◆ Text passage ◆
---*---

It is the contention of the Government that after the avulsion of the 70s the tribal lands along the Nebraska high bank (Sections 24, 25 and the Southeast Quarter of Sec. 13 — Nebraska), the “Iowa cut-off” (the small segment in Sec. 31 and 32, Iowa Survey), and the tribal lands in the Nebraska peninsula to the east (fractional township 26, Nebraska), were riparian to the right bank of the Missouri River. And upon this assumption the court was asked, and refused to find, what portion of the riparian north bank was then Iowa and Nebraska land and what, if any, part of the Nebraska land on the west was riparian after the avulsion. Also, to find and determine the furthest extent to which the main river channel extended to the east and south to determine the area claimed by the Government.

The purpose and effect of the three requests of the Government for findings of fact have to do with the same general subject, which is, that if the court would determine the exact boundaries and owners of the riparian land, and the extent of the area claimed by the Government, after the avulsion, it could then be shown that the *301court was in error in its application of the law to the facts.

---*---

◆ Supplied data ◆
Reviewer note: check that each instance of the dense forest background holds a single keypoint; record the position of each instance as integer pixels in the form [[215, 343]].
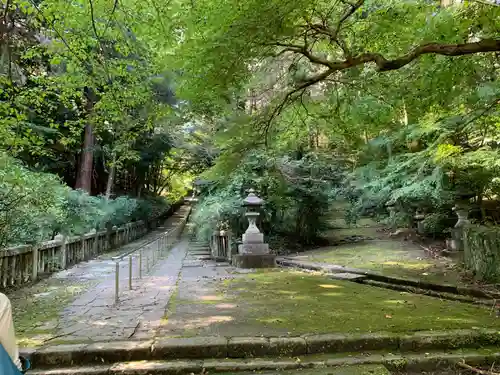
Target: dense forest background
[[379, 103]]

---*---

◆ What you should do ◆
Edit the passage on the avulsion and riparian lands, starting at "The purpose and" and ending at "to the facts.", so that "riparian land" reads "riverbank land".

◆ Result of this exercise ◆
The purpose and effect of the three requests of the Government for findings of fact have to do with the same general subject, which is, that if the court would determine the exact boundaries and owners of the riverbank land, and the extent of the area claimed by the Government, after the avulsion, it could then be shown that the *301court was in error in its application of the law to the facts.